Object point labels
§ §

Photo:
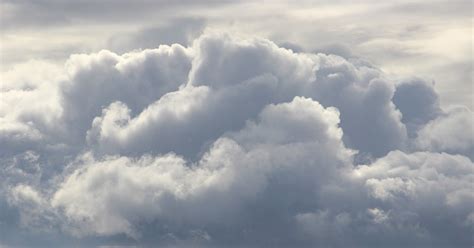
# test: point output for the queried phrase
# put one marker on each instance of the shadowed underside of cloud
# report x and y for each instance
(230, 141)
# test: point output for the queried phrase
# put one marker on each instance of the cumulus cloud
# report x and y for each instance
(232, 141)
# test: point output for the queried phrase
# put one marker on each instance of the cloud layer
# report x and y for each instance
(230, 141)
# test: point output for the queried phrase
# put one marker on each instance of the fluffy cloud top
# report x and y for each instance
(230, 141)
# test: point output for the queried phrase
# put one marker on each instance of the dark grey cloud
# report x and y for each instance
(230, 141)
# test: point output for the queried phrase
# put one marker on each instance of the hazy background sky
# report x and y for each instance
(430, 39)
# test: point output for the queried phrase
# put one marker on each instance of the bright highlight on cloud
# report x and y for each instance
(230, 141)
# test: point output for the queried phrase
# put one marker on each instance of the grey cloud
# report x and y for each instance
(231, 141)
(178, 31)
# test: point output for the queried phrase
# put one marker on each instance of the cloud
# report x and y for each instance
(231, 141)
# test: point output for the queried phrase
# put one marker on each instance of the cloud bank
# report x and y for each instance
(230, 141)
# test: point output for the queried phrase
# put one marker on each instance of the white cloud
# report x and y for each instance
(232, 141)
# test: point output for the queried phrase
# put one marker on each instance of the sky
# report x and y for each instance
(210, 123)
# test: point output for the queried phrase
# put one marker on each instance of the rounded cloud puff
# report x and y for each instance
(231, 141)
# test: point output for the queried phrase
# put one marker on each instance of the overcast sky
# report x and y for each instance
(236, 123)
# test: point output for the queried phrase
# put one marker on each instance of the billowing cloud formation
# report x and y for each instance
(231, 141)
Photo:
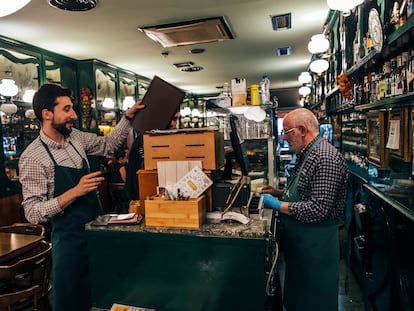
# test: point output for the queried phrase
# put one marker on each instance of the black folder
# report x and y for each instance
(162, 100)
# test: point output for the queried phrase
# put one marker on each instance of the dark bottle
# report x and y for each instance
(410, 72)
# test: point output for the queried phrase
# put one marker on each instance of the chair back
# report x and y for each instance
(19, 276)
(24, 228)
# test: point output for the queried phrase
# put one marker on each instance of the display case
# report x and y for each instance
(377, 153)
(398, 134)
(354, 141)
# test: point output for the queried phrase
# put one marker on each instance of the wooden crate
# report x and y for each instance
(178, 214)
(148, 182)
(207, 146)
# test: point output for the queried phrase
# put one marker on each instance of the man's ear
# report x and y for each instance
(47, 114)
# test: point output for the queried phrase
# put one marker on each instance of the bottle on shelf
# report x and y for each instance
(265, 90)
(410, 72)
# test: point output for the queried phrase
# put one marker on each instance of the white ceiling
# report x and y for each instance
(109, 33)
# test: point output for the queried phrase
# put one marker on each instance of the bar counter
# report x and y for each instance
(220, 266)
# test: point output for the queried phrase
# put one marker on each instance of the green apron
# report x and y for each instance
(70, 263)
(312, 257)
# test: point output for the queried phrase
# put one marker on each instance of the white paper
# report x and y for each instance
(194, 183)
(394, 135)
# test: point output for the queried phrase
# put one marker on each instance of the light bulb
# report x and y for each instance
(8, 88)
(318, 66)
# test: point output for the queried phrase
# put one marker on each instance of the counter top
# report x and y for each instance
(257, 228)
(401, 203)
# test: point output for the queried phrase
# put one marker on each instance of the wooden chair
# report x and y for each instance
(25, 281)
(24, 228)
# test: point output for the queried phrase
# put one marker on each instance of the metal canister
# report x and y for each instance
(254, 95)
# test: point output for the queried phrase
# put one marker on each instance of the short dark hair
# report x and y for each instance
(45, 98)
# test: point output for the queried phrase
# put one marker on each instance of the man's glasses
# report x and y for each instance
(285, 132)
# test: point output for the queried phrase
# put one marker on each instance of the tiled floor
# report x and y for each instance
(350, 300)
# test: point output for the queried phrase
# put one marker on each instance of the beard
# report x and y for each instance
(62, 128)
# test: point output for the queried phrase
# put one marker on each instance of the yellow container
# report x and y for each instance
(254, 95)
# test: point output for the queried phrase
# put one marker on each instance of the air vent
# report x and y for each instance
(189, 32)
(74, 5)
(282, 21)
(283, 51)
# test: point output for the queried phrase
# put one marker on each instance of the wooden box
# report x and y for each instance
(206, 146)
(148, 182)
(177, 213)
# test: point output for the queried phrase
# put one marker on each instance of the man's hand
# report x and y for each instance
(271, 201)
(273, 191)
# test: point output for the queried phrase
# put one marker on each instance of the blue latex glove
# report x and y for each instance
(270, 201)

§ §

## PROBLEM TO SOLVE:
Extract the full listing above verbatim; pictures are to be left out of the copy.

## WRITTEN REPLY:
Photo:
# test: point output for the queried phrase
# put one marker on each instance of the shadowed underside of cloud
# report x and y for each instance
(230, 141)
# test: point output for the queried phrase
# put one marker on each instance of the cumulus cloud
# report x and y for each instance
(232, 141)
# test: point output for the queried phrase
# put one marker on each instance of the cloud layer
# report x and y for each instance
(230, 141)
# test: point output for the queried phrase
# put one marker on each instance of the fluffy cloud top
# report x and y for each instance
(230, 141)
# test: point output for the queried phrase
# put one marker on each instance of the dark grey cloud
# report x and y for each instance
(230, 141)
# test: point output for the queried phrase
# put one marker on each instance of the hazy background sky
# report x and y for each instance
(430, 39)
# test: point output for the queried phrase
# put one marker on each instance of the bright highlight on cloud
# report x and y for each instance
(230, 141)
# test: point output for the queried phrase
# put one marker on each instance of the grey cloud
# report x and y for each instance
(231, 141)
(178, 31)
# test: point output for the queried phrase
# put one marker on each instance of the cloud
# report x and y for each instance
(231, 141)
# test: point output for the queried phrase
# put one marker on each instance of the cloud bank
# report x and y for each instance
(230, 141)
# test: point output for the queried phrase
# put one marker on each instance of the white cloud
# report x and y for each instance
(232, 141)
# test: point output for the queried phrase
# put one marker on each instance of the sky
# report x and y for each instance
(210, 123)
# test: point output for the queried phrase
# put one marker on each instance of the rounded cloud puff
# report x and y for each instance
(231, 141)
# test: point output for the queried phrase
# put one marker on each instance of the overcast sky
# report x and y for each instance
(236, 123)
# test: point output for the queried phrase
# put one marker on each instance of the billowing cloud formation
# report x and y for each instance
(231, 141)
Photo:
# test: point output for the queried phrase
# put one marker on each instance of the black folder
# report x and y for each instance
(162, 100)
# test: point output for the queried phrase
# put one marker on each instance of the dark bottle
# report x and y for each instance
(410, 72)
# test: point output for the queried phrase
# put one marker on each instance of the chair back
# report x and y for each instance
(19, 276)
(24, 228)
# test: point output for the queried phrase
# put one marker on each instance of the display case
# report x and y for each instance
(377, 153)
(398, 134)
(354, 141)
# test: point output for the queried phrase
# put one marker on each instance of the wooden crate
# report x and y for each instance
(178, 214)
(148, 182)
(207, 146)
# test: point output for the queried phrase
# put one marker on each instance of the man's ear
# report x and y for each instance
(47, 114)
# test: point output for the queried phrase
# put one marker on each instance of the bottle on shelf
# report x and y for each instance
(265, 90)
(410, 72)
# test: point output for the queried phrase
# put one marker on each instance of the white ceiling
# report x and y for each instance
(109, 33)
# test: point output for the queried phrase
# put one marker on each instance of the bar counter
# report x and y for each instance
(220, 266)
# test: point output for the queried phrase
# put one marker on each instance of the green apron
# report x and y for each instance
(70, 263)
(312, 257)
# test: point output for the queried phrase
# put one marker on each instance of the white paper
# report x and y for each instance
(194, 183)
(394, 135)
# test: point output for the queried phrase
# put one marker on each instance of the light bulb
# report x and y for each instance
(8, 88)
(318, 66)
# test: point output for the queried phrase
# put one marker on each instance of the counter top
# report x and y for each instance
(257, 228)
(401, 203)
# test: point output for the queried phrase
# put one marker on each instance of the wooden chair
# report x and y for each instance
(25, 281)
(24, 228)
# test: point output for the queried phrase
# put one marker on each instance of the metal canister
# report x and y for each instance
(254, 95)
# test: point output for the queried phrase
# put one marker on each instance of the short dark hair
# report x and y for each instance
(45, 98)
# test: point output for the queried phrase
# put one marker on each instance of the man's glasses
# report x and y for each instance
(285, 132)
# test: point output for the queried phrase
# put one marker on each instance of the tiled floor
# report x and y for each instance
(350, 300)
# test: point output for the queried phrase
# put one marker on each instance of the beard
# report x and y for each instance
(62, 128)
# test: point output for the queried phrase
# put one marker on each instance of the yellow container
# report x and y for each instance
(254, 95)
# test: point output for the queried phrase
# put one marker on each instance of the air vent
# report x and y for each instance
(189, 32)
(74, 5)
(282, 21)
(283, 51)
# test: point output for the queried phrase
# put one marker on each instance of the wooden box
# report x and y for each instance
(206, 146)
(148, 182)
(177, 213)
# test: point output for the queried phrase
# put one marker on each instance of the man's hand
# report x and y for each instance
(271, 201)
(273, 191)
# test: point output for the queried phrase
# put one marker on each instance of the blue latex glove
# report x and y for each instance
(270, 201)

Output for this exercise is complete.